** start Data to use **

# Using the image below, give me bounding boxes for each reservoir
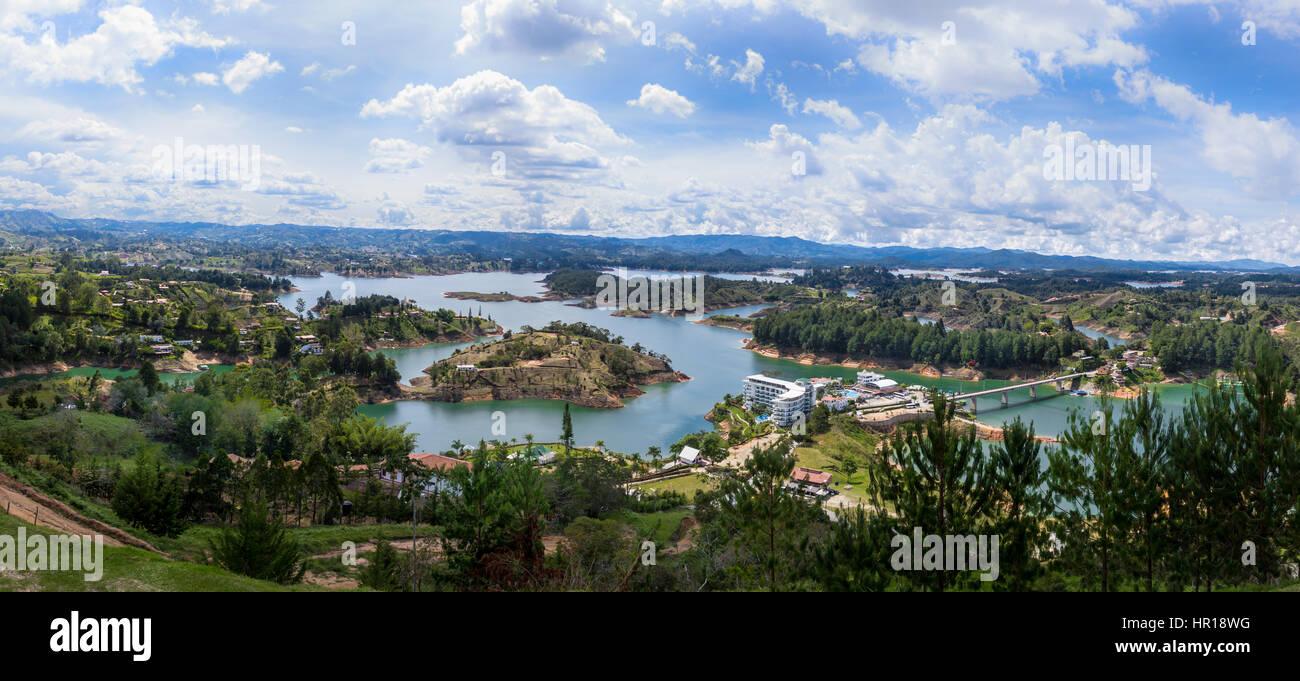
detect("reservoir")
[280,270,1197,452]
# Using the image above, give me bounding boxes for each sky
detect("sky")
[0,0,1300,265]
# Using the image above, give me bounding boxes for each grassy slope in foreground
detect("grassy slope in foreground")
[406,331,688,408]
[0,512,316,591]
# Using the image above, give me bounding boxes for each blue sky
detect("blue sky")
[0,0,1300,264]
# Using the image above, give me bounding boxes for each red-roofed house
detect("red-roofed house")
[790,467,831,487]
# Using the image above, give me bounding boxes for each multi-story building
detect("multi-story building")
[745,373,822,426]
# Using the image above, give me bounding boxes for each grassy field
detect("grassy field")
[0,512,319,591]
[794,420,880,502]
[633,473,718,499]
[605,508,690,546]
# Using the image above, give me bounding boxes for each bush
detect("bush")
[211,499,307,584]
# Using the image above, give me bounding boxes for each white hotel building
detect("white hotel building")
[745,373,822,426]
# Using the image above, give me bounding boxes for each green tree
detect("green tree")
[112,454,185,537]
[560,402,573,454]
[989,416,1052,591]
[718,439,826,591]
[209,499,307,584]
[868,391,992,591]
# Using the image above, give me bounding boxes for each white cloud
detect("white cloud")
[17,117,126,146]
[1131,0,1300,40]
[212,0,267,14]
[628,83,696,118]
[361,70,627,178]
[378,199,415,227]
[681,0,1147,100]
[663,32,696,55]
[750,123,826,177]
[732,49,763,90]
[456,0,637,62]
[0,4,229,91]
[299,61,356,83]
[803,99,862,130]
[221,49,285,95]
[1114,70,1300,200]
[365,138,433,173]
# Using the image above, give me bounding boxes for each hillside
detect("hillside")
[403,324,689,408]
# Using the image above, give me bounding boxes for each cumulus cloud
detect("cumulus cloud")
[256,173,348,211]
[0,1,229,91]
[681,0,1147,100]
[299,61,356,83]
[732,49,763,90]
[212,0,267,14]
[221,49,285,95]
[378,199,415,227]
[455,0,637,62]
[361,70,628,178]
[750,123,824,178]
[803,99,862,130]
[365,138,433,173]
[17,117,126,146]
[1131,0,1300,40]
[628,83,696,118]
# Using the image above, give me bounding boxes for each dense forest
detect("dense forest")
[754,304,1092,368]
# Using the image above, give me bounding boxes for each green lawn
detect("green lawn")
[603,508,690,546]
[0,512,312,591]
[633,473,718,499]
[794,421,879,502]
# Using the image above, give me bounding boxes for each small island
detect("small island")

** end Data to use **

### Objective
Rewrite every line between the line holding "each green tree" and the line holding "[794,421,879,502]", inclusive, leaving the lines without boxes unchanged. Add 95 to each bounding box coordinate.

### Response to the task
# Using the image above, give me bounding boxes for each green tree
detect("green tree")
[207,549,280,632]
[655,497,668,549]
[1084,511,1147,686]
[813,534,921,686]
[304,594,402,679]
[963,486,1087,686]
# Using the image above, give me bounding boxes for each white cloud
detect("white cloud")
[112,212,221,241]
[1226,95,1395,135]
[307,95,362,109]
[723,178,791,213]
[456,165,722,273]
[473,294,510,322]
[776,95,1242,195]
[758,127,791,150]
[845,218,921,272]
[827,144,858,185]
[551,95,732,157]
[95,99,324,186]
[394,156,451,178]
[898,194,957,225]
[316,144,380,190]
[1209,165,1395,295]
[460,233,528,268]
# Using the image above, give me bounding boxes for each hillside
detect("hillside")
[498,419,784,503]
# Using the image above, give me bounding boxes for each cumulus cloud
detect("cumulus cloud")
[351,268,443,306]
[95,96,324,186]
[776,95,1242,195]
[394,156,451,178]
[827,144,858,185]
[307,95,362,109]
[316,144,380,190]
[473,294,510,322]
[550,95,732,157]
[456,165,723,273]
[845,218,919,273]
[898,194,957,225]
[460,233,528,268]
[112,212,221,241]
[1226,95,1395,135]
[723,178,791,213]
# Using the image above, give me bounding boxes for each dense forest
detect("dense forest")
[849,399,1187,463]
# Using the image above, give me bounding boxes for each green lawn
detect("green lawn")
[698,603,785,641]
[95,607,407,686]
[728,568,813,594]
[889,516,974,597]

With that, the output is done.